What you produce should match the records exactly, line for line.

*** DATASET EXTRACT ***

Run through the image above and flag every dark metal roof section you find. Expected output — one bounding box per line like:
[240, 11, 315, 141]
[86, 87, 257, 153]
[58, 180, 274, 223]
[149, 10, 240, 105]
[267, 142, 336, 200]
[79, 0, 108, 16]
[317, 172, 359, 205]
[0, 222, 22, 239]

***

> [WRITTEN ANSWER]
Run through the image above and flag every dark metal roof section you find. Expected output — one bounding box per line like:
[240, 11, 315, 141]
[86, 87, 257, 153]
[58, 180, 274, 223]
[149, 10, 240, 105]
[267, 142, 336, 200]
[79, 0, 108, 16]
[317, 172, 359, 205]
[0, 222, 22, 239]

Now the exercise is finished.